India has gotten the bulk of the recent spotlight, owing to the magnitude of the human crisis unfolding there… and rightly so. The World Health Organization (WHO) said on Wednesday that India alone had accounted for nearly half of all global new infections and a quarter of deaths reported in the past week. The country of nearly 1.4 billion is routinely logging around 400,000 new infections a day right now.

But they’re not alone. Throughout the region, several other countries are struggling with the worst waves of the coronavirus pandemic to date. And experts are sounding the alarm.

“The Southeast Asia region reported over 2.7 million new cases and over 25,000 new deaths, a 19% and a 48% increase, respectively, compared to the previous week,” the WHO also said on Wednesday“India is currently driving the vast majority of this upward trend.”

▶ DIRECTIONS:
Answer these about the pandemic passage above:
1. About how many new infections a day is India routinely logging?
2. According to the WHO, what share of deaths reported worldwide in the past week did India account for?
3. By what percentage did new deaths in the Southeast Asia region rise compared to the previous week?

▶ DATA FOR REVIEW:
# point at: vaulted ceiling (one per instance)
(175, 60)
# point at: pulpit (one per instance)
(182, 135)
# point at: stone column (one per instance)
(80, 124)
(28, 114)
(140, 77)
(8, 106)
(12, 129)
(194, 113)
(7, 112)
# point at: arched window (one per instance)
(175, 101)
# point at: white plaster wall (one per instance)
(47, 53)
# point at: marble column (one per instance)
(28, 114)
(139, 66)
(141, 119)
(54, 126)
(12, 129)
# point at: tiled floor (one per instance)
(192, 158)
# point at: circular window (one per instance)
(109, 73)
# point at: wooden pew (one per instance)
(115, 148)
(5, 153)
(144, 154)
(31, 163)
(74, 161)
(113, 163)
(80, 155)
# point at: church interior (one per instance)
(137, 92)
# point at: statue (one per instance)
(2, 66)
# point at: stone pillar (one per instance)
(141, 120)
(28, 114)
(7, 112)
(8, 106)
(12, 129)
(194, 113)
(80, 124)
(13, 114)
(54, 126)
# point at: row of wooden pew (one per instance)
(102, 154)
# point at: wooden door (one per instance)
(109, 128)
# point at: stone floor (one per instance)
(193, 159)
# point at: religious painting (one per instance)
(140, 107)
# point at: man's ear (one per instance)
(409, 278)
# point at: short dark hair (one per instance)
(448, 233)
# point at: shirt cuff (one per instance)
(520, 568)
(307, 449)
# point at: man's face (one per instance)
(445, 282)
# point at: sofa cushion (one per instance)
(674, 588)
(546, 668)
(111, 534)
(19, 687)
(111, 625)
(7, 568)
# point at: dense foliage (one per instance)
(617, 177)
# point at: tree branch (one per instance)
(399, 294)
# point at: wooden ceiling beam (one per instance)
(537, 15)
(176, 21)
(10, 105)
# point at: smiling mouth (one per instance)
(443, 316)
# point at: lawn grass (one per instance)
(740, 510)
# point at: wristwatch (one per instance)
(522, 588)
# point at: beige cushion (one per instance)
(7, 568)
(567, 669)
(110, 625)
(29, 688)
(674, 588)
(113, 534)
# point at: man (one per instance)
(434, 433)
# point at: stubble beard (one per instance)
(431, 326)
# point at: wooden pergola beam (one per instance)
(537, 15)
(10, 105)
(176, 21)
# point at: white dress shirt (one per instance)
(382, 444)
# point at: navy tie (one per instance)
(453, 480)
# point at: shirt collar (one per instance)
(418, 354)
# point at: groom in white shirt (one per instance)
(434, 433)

---

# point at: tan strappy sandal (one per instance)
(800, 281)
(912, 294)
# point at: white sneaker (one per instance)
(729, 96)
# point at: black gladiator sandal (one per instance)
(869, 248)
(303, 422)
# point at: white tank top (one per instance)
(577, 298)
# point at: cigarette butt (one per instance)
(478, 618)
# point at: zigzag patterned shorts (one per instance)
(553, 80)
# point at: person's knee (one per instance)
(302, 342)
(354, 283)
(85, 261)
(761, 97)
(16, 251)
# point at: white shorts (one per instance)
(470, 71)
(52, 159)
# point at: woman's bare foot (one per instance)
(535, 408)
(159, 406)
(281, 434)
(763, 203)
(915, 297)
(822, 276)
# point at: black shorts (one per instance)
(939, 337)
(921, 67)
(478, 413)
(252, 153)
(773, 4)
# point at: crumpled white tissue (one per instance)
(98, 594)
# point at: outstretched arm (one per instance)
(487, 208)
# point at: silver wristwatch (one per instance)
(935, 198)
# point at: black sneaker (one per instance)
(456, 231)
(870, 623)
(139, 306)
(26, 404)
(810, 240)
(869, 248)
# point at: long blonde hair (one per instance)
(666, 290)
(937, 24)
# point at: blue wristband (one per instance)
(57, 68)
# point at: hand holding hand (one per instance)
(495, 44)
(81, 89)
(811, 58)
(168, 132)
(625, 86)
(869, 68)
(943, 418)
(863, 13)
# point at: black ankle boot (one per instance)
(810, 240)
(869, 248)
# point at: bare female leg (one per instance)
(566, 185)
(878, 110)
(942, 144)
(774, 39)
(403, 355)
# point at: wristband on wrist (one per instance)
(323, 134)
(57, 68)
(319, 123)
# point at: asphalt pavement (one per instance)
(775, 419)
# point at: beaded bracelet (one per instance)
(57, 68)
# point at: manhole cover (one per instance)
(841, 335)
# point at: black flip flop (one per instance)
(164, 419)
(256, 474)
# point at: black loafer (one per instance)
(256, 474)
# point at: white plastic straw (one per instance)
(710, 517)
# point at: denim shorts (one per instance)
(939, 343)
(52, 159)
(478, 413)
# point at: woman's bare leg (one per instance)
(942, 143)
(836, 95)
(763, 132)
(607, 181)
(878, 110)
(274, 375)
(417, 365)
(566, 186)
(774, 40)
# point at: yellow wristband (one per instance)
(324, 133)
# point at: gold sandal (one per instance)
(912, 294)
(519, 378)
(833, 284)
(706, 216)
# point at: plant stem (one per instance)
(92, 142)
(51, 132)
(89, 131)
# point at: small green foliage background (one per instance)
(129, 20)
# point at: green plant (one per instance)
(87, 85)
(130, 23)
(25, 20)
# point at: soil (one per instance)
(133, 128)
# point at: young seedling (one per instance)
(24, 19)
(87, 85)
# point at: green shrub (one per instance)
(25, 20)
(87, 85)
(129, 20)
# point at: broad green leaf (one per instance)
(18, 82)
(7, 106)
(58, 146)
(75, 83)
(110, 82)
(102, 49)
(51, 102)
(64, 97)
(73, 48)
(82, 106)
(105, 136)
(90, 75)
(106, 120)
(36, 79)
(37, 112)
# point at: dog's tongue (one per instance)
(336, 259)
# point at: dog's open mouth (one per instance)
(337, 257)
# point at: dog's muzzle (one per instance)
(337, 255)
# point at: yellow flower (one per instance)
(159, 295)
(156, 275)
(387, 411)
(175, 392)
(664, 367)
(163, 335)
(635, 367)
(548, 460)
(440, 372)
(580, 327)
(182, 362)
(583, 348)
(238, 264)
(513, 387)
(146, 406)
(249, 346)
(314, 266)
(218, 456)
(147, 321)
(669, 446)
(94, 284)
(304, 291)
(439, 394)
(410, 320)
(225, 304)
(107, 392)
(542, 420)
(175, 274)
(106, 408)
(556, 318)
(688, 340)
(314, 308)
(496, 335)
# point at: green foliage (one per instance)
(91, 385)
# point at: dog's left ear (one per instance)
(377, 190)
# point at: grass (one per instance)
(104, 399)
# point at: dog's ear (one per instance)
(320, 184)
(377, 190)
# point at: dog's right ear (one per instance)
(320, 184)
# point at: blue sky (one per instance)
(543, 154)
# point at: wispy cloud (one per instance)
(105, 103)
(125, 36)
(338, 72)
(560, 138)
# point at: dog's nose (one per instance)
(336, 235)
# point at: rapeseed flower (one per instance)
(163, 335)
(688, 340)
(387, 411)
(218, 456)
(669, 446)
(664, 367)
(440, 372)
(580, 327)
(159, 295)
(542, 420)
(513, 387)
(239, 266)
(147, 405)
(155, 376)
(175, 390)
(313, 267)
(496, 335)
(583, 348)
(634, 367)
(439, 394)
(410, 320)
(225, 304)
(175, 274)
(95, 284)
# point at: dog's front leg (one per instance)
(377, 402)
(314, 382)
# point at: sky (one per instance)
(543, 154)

▶ ANSWER FOR THIS EXERCISE:
1. Around 400,000
2. A quarter
3. 48%